Document excerpt
══════════

Chance Meeting - Two Veterans

When I created this blog I vowed that there would be no political or religious opinions expressed herein. The reason for this is that I feel such material tends to divide people from one another wherever they are in the world.

Instead, I'd rather write about everyday wonder and memories and what strikes me as humorous. These are things that humans can mutually love and appreciate and they might bring us closer.

But I suppose it's possible something historical and harsh can bring us together as well. If nothing else, I hope in the wake of what I'm about to share we can stand shoulder to shoulder and affirm that the pain some military veterans still suffer is worthy of concern and grief. 

What follows then, in true Van Winkle style, isn't likely in the news headlines that I've forbidden myself to consult. Instead, it amounts to a wholly accidental, face-to-face discovery. I sat down to eat dinner and I ended up hearing the tale of Margaritte and Tyrone (names changed to respect their privacy), a husband and wife who were caught up in a horrific war.

There was no agenda as they told me their stories. It was an outpouring, as if they felt, "I have to finally tell someone what happened over there."

He fell in love with her hands...
AN INNOCENT QUESTION
So I am at a writing festival this past Thursday-Saturday and it is on the campus of a college which happens to be a few miles away from a major U.S. Air Force base.

At dinner on Friday night I see a neatly dressed twenty-something couple sitting by themselves at one of the tables in the Theater Building. I get my shrimp cocktail, sit down beside them, and we introduce ourselves.

Margaritte works in the human resources department. Her husband Tyrone, who is wearing a sport coat and tie, has just begun his first week at a new job with a technology based organization.

Margaritte and Tyrone have not come to attend the writing festival. What happened is that Margaritte got an email earlier in the day from the festival organizers saying there was extra food and the university staff and spouses were invited to join us at the dinner at no charge.

So she told Tyrone about it and there they are--a free delicious meal is before them; it's a smart thing to do.

I finger a shrimp and begin to ask the first of my get-to-know-you questions.

":How did you two meet?"

"In the Army."

"Oh, really. What did you do?"

"I was a dental assistant and x-ray technician," Tyrone says.

"I was trained in heavy weapons and chemical weapons detection," Margaritte says.

══════════

Written task 1
Print the passage of the veterans blog post between "AN INNOCENT QUESTION" and "with a technology based organization.", inclusive.
Written task 2
Shorten the paragraph of the veterans blog post that begins "Margaritte and Tyrone have not come" and keep its main facts.

Data rows

══════════

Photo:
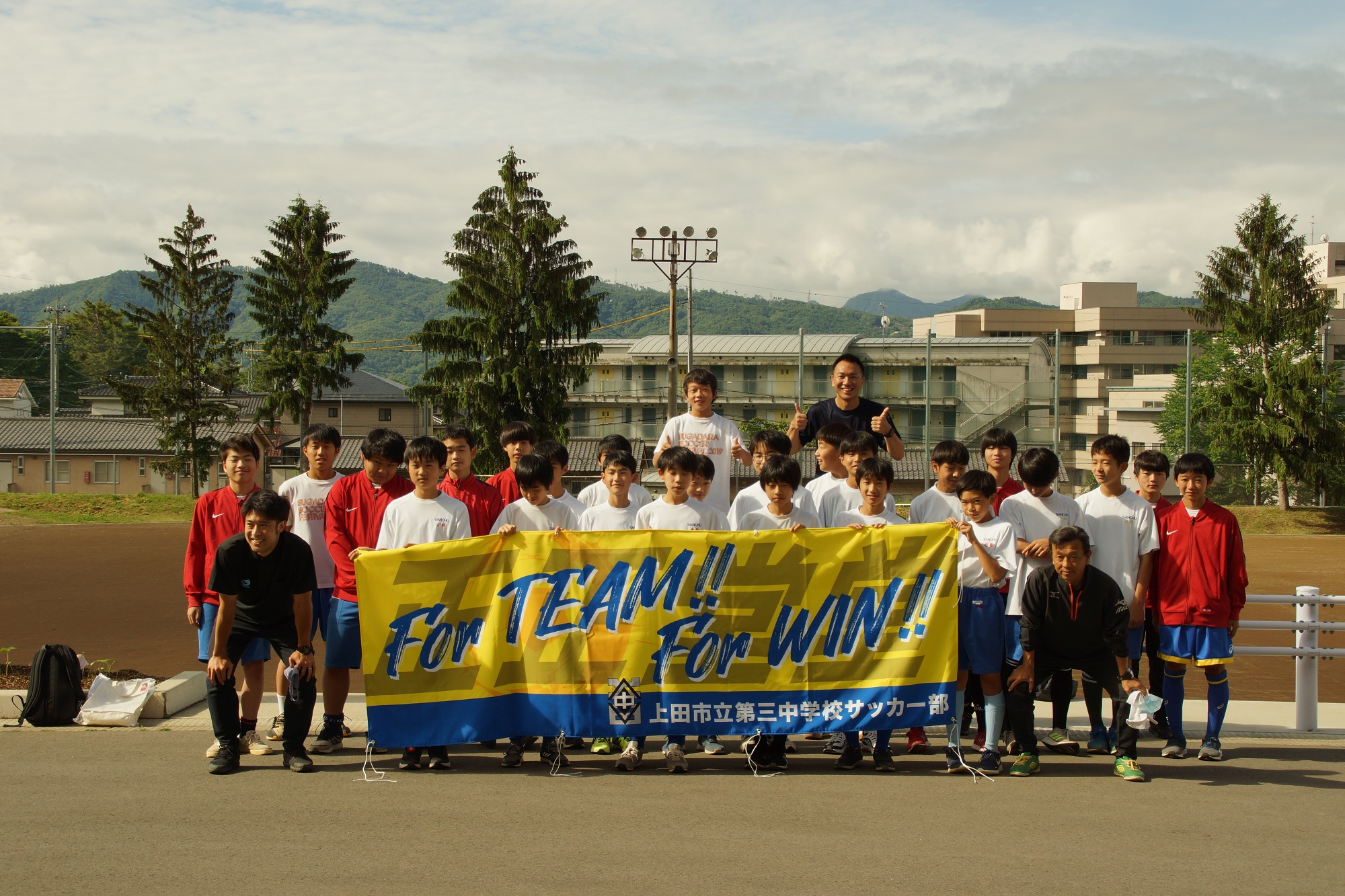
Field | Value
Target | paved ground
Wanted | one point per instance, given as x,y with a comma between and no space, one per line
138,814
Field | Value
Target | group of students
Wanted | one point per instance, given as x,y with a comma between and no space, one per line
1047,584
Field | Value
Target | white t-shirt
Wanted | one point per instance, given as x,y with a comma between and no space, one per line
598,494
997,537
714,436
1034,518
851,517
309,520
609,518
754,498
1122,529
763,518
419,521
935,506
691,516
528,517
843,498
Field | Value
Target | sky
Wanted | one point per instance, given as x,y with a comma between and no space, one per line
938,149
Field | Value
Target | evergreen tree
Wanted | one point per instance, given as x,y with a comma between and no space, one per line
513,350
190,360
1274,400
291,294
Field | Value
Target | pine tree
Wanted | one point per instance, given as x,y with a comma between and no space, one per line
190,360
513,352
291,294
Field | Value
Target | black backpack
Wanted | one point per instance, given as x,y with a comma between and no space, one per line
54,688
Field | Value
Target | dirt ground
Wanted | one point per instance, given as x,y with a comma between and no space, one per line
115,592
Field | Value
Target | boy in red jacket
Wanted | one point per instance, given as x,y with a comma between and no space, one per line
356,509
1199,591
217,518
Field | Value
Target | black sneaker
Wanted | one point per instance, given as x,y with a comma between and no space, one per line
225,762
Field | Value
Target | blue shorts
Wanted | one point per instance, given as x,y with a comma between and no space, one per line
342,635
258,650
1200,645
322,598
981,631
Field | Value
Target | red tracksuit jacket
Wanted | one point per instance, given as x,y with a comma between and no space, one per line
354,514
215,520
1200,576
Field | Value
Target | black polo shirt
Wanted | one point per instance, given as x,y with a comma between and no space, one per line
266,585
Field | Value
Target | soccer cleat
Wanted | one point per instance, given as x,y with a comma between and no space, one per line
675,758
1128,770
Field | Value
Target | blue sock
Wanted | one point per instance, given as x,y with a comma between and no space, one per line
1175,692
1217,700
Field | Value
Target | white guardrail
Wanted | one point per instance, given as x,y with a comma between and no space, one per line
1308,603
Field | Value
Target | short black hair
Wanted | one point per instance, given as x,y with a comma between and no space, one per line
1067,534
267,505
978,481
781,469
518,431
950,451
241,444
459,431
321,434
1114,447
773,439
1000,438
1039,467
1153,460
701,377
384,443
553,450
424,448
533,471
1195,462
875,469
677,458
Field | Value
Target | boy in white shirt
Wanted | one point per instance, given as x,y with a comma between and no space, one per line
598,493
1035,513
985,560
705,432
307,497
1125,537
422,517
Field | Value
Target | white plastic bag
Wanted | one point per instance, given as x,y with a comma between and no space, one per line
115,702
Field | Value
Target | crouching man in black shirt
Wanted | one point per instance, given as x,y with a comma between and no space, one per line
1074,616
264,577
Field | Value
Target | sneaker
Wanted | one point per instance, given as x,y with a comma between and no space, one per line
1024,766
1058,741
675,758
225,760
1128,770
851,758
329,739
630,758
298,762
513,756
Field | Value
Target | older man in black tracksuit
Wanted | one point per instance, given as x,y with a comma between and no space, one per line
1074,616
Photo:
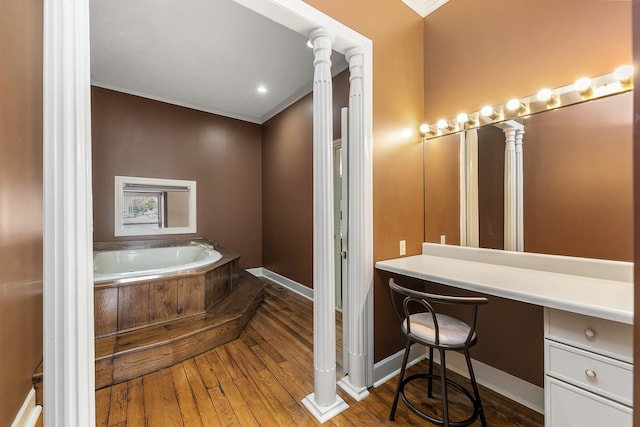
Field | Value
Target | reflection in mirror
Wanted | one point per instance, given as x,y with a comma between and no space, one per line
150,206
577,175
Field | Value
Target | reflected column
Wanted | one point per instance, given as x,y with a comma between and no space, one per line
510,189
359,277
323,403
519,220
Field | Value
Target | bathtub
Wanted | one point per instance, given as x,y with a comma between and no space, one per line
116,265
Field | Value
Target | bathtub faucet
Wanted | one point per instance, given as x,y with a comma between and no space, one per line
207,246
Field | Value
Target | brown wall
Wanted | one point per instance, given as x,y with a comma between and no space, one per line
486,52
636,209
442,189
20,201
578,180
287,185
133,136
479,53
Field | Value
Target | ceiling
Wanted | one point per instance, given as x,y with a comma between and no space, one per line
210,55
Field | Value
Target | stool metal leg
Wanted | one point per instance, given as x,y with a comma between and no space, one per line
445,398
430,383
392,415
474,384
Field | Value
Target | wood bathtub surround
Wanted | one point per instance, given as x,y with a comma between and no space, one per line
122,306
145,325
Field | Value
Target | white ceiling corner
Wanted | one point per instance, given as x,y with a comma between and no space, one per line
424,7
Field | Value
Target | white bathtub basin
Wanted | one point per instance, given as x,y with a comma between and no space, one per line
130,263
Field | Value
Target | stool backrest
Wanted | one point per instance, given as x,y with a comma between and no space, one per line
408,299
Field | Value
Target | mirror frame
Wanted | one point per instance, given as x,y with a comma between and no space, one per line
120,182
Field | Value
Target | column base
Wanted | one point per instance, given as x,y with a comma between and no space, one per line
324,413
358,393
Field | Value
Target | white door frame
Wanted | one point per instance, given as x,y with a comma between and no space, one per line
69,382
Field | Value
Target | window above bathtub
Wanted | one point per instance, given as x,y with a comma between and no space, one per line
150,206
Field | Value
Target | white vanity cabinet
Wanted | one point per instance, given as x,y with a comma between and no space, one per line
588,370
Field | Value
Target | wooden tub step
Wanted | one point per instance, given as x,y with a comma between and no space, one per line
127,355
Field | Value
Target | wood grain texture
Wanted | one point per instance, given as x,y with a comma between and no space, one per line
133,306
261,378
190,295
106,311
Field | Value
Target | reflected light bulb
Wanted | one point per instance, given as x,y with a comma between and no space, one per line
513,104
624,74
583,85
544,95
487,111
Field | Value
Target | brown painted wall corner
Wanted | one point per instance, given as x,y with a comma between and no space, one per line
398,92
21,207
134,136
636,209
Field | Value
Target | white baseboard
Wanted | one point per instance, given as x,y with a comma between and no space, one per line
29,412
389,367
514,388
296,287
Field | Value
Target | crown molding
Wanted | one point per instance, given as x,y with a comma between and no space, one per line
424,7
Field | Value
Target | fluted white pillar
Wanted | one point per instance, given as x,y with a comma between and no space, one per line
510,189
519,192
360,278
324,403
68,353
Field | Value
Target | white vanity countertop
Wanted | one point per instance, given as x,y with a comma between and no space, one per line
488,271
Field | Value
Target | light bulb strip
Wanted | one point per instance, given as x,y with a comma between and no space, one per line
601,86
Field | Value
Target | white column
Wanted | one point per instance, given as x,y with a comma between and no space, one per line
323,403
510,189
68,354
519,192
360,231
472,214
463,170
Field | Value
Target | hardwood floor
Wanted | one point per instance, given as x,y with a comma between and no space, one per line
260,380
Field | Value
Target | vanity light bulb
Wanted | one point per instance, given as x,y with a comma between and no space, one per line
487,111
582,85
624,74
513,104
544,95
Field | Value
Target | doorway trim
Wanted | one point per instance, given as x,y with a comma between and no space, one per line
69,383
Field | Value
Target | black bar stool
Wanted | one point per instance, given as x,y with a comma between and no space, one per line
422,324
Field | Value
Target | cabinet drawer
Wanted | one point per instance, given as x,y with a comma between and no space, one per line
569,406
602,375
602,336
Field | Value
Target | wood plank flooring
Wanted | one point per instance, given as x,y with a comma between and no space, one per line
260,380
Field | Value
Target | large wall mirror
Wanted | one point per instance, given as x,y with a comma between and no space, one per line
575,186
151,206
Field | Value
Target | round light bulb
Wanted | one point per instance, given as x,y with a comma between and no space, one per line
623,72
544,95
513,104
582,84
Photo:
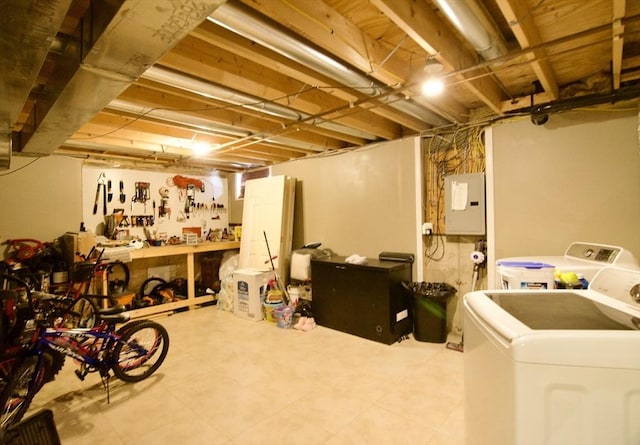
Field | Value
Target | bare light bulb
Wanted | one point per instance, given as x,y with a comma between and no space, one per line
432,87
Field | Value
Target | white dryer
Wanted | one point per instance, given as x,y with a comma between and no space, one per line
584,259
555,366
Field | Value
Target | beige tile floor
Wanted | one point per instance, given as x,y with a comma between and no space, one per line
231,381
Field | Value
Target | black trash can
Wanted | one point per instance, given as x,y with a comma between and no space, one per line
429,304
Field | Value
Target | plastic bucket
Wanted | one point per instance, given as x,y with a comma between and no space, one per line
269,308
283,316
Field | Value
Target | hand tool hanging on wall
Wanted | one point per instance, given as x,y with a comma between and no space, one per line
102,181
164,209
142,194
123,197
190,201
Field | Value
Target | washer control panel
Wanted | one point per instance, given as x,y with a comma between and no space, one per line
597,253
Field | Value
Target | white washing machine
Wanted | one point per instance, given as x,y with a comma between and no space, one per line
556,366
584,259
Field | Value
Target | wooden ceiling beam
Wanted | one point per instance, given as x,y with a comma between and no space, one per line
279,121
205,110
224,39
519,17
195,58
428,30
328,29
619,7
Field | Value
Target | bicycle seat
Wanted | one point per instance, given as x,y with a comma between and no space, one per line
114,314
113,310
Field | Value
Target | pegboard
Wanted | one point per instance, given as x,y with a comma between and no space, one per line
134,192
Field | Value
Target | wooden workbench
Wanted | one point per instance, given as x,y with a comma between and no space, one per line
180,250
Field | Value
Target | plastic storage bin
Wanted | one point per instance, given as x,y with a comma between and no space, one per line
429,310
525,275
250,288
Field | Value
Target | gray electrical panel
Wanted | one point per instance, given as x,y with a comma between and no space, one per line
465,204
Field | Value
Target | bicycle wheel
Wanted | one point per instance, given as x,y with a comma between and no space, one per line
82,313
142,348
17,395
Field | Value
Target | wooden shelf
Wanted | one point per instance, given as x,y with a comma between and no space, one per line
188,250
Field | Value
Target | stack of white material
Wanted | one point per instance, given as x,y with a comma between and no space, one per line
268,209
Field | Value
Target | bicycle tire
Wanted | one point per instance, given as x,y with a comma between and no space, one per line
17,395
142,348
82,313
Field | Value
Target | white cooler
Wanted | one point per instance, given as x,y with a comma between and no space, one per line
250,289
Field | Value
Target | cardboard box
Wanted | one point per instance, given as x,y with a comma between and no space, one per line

══════════

Full output 1
AN INNOCENT QUESTION
So I am at a writing festival this past Thursday-Saturday and it is on the campus of a college which happens to be a few miles away from a major U.S. Air Force base.

At dinner on Friday night I see a neatly dressed twenty-something couple sitting by themselves at one of the tables in the Theater Building. I get my shrimp cocktail, sit down beside them, and we introduce ourselves.

Margaritte works in the human resources department. Her husband Tyrone, who is wearing a sport coat and tie, has just begun his first week at a new job with a technology based organization.

Full output 2
Margaritte and Tyrone are not at the writing festival to attend it. Earlier that day, Margaritte got an email from the festival organizers saying there was extra food and inviting university staff and spouses to the dinner for free.